## WORK INSTRUCTION
This exercise calls for every line of the listing below that contains the word "support".

## EXERCISE MATERIAL
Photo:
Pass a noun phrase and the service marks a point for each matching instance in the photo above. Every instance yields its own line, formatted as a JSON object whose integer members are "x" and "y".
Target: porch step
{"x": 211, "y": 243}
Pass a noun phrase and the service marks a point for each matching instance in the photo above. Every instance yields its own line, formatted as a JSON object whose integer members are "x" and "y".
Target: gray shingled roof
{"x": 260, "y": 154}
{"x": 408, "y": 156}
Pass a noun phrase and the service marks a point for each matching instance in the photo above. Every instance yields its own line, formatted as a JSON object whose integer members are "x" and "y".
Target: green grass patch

--

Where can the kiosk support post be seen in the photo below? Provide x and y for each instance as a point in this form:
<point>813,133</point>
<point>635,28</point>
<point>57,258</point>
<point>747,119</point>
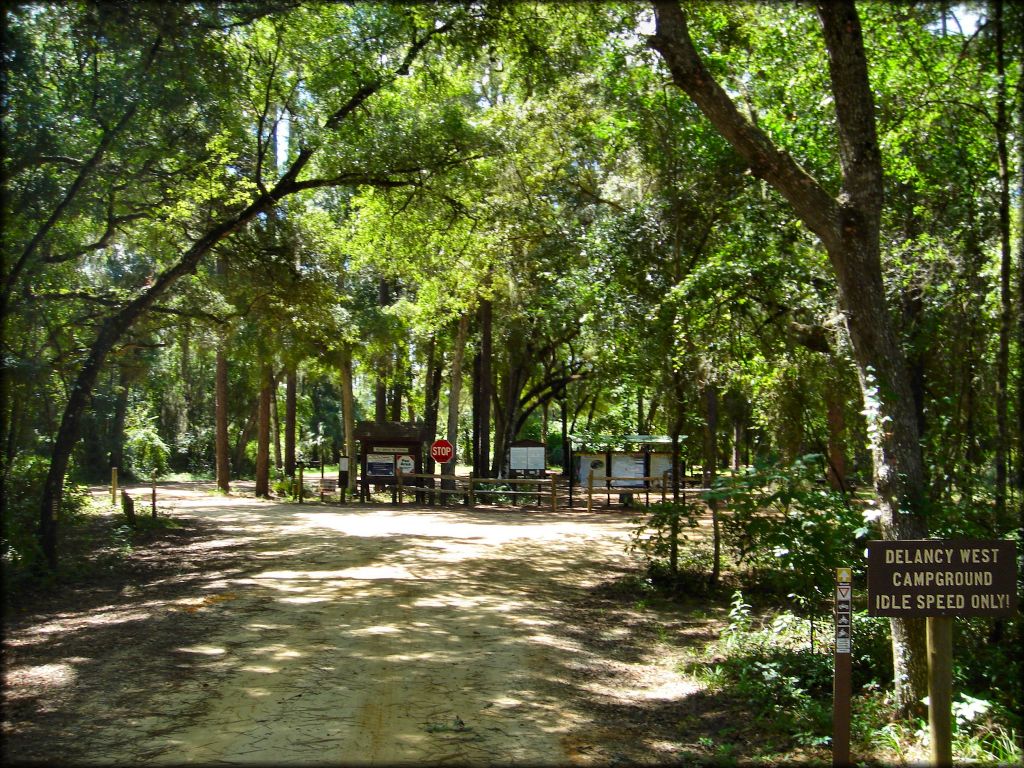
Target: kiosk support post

* * *

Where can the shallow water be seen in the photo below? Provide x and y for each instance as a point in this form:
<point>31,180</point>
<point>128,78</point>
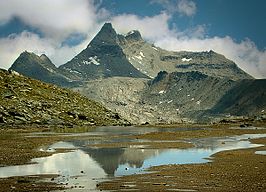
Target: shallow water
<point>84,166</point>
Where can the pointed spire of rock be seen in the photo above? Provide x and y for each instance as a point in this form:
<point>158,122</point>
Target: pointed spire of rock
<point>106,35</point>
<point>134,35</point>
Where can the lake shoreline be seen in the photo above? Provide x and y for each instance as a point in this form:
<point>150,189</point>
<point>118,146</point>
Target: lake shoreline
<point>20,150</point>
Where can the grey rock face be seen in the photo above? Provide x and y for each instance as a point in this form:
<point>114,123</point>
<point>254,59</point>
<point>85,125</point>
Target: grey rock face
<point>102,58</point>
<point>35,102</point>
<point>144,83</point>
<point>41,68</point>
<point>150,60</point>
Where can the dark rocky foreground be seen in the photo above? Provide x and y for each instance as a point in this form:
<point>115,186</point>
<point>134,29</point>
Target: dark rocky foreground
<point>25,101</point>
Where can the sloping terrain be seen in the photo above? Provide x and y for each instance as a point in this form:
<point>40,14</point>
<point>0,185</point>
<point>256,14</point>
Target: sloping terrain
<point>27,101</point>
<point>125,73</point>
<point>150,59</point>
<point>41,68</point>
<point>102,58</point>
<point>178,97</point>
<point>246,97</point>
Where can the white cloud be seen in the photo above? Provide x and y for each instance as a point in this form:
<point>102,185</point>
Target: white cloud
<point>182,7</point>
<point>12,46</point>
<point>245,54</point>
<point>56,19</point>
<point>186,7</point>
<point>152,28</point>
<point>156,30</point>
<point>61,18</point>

## COMPLETED EXERCISE
Where can the kiosk support post be seen in the photo below? Provide x and y for each instance as a point in this form:
Target: kiosk support post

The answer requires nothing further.